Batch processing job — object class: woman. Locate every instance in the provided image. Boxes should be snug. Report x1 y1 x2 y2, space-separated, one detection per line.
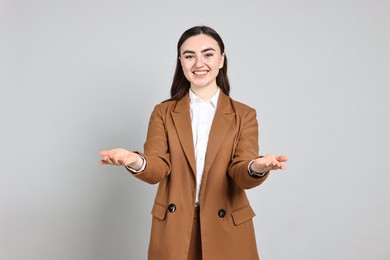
100 26 287 260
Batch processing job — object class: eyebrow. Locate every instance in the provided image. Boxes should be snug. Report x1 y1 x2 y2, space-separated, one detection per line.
183 48 215 54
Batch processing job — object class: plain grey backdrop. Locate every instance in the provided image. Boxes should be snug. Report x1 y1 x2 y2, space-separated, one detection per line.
0 0 390 260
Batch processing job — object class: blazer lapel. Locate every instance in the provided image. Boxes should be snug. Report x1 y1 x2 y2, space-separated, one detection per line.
203 91 235 179
171 94 196 176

## [Given exercise]
Please retype the listing above line for line, leaving out the picture.

## [Written response]
Batch processing job — object class: woman. Locate every instance in the provided image. Boxes should be snug. Report x1 y1 x2 y2, space-separated, one detection per line.
100 26 287 260
Batch processing job — object class: eyebrow. Locate every instance in the provided image. Boxes should be snug. Report x1 y1 x2 y2, space-separated, one detection per line.
183 48 215 54
Batch processing job — object class: plain grey backdrop. Locate every instance in the provided image. Boxes should be snug. Report x1 y1 x2 y2, space-separated, one detection per line.
0 0 390 260
Batch processing job — object class: blazer lapel. Locate every instance in the provided image. Boxes should be snug. Report x1 y1 x2 y2, space-separated, one detection per line.
203 91 235 179
171 94 196 176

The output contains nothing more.